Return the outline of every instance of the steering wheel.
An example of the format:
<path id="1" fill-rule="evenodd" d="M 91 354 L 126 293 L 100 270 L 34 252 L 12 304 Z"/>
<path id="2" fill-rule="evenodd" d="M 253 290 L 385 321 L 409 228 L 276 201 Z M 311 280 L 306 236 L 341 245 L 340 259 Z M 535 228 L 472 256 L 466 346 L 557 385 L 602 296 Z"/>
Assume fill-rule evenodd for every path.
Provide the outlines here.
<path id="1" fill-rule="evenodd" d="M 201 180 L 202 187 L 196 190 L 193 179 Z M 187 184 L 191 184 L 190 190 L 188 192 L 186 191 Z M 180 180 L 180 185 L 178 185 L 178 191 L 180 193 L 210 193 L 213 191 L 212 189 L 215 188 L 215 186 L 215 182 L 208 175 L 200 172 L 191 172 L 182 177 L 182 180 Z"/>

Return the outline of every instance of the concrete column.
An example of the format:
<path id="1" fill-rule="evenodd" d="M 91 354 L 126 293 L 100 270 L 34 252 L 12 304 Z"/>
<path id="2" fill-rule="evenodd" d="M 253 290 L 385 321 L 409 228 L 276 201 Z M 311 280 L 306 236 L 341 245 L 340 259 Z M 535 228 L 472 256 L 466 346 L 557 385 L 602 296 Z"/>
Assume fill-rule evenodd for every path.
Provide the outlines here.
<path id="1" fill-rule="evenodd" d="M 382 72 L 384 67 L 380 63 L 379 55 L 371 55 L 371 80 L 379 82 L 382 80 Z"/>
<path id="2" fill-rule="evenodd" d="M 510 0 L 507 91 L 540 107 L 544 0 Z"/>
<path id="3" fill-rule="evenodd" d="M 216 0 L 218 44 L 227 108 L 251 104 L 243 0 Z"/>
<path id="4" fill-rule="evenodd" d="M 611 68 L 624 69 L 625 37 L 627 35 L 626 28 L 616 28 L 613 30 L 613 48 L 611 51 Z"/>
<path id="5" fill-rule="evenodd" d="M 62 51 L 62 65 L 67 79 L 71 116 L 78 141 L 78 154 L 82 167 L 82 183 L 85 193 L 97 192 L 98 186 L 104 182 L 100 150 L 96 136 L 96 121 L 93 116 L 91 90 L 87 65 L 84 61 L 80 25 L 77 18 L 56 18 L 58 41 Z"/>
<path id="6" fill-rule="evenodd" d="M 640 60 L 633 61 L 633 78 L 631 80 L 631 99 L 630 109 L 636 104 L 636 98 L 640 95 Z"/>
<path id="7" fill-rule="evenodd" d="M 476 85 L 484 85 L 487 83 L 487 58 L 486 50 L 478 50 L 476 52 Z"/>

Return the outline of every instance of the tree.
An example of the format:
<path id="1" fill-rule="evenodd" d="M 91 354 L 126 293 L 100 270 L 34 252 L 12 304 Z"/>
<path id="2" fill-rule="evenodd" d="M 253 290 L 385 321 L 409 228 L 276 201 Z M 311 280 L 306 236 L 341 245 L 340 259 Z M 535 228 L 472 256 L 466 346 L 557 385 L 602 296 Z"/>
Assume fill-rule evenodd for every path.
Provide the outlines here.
+ + +
Repeat all of the records exactly.

Return the outline of every instance of the steering wheel.
An example of the format:
<path id="1" fill-rule="evenodd" d="M 91 354 L 126 293 L 100 270 L 34 252 L 12 304 Z"/>
<path id="2" fill-rule="evenodd" d="M 253 290 L 385 321 L 409 228 L 276 201 Z M 311 280 L 306 236 L 341 245 L 340 259 Z M 535 228 L 472 256 L 466 346 L 557 385 L 602 296 Z"/>
Assume fill-rule evenodd for every path.
Provide the outlines here.
<path id="1" fill-rule="evenodd" d="M 201 180 L 202 187 L 196 190 L 193 179 Z M 187 184 L 191 184 L 190 190 L 188 192 L 186 191 Z M 180 180 L 180 185 L 178 185 L 178 191 L 180 193 L 210 193 L 213 191 L 212 189 L 215 188 L 215 186 L 215 182 L 208 175 L 200 172 L 191 172 L 182 177 L 182 180 Z"/>

Return the outline of every instance of the concrete column.
An example of the format:
<path id="1" fill-rule="evenodd" d="M 91 354 L 126 293 L 100 270 L 34 252 L 12 304 Z"/>
<path id="2" fill-rule="evenodd" d="M 253 290 L 385 321 L 409 228 L 276 201 Z M 311 280 L 306 236 L 341 245 L 340 259 Z M 535 228 L 472 256 L 466 346 L 557 385 L 602 296 Z"/>
Assume fill-rule evenodd for every path.
Provide the outlines here.
<path id="1" fill-rule="evenodd" d="M 382 72 L 384 67 L 380 63 L 379 55 L 371 55 L 371 80 L 379 82 L 382 80 Z"/>
<path id="2" fill-rule="evenodd" d="M 510 0 L 507 91 L 540 107 L 544 0 Z"/>
<path id="3" fill-rule="evenodd" d="M 216 0 L 218 44 L 227 108 L 251 104 L 243 0 Z"/>
<path id="4" fill-rule="evenodd" d="M 611 68 L 624 69 L 625 37 L 627 35 L 626 28 L 616 28 L 613 30 L 613 48 L 611 51 Z"/>
<path id="5" fill-rule="evenodd" d="M 62 51 L 62 65 L 67 79 L 71 116 L 78 141 L 78 154 L 82 167 L 82 183 L 85 193 L 97 192 L 98 186 L 104 182 L 100 150 L 96 136 L 96 121 L 93 116 L 91 90 L 87 65 L 84 61 L 80 25 L 77 18 L 56 18 L 58 41 Z"/>
<path id="6" fill-rule="evenodd" d="M 640 60 L 633 61 L 633 78 L 631 80 L 631 99 L 630 109 L 636 104 L 636 98 L 640 95 Z"/>
<path id="7" fill-rule="evenodd" d="M 476 85 L 484 85 L 487 83 L 487 58 L 486 50 L 478 50 L 476 52 Z"/>

Return the outline of every instance of the tree.
An example of the format:
<path id="1" fill-rule="evenodd" d="M 91 354 L 126 293 L 100 270 L 34 252 L 12 304 Z"/>
<path id="2" fill-rule="evenodd" d="M 253 290 L 385 321 L 409 228 L 276 201 Z M 311 280 L 306 236 L 341 245 L 340 259 Z M 535 228 L 472 256 L 466 346 L 557 385 L 602 296 Z"/>
Assume fill-rule evenodd for every path.
Provide the outlines here.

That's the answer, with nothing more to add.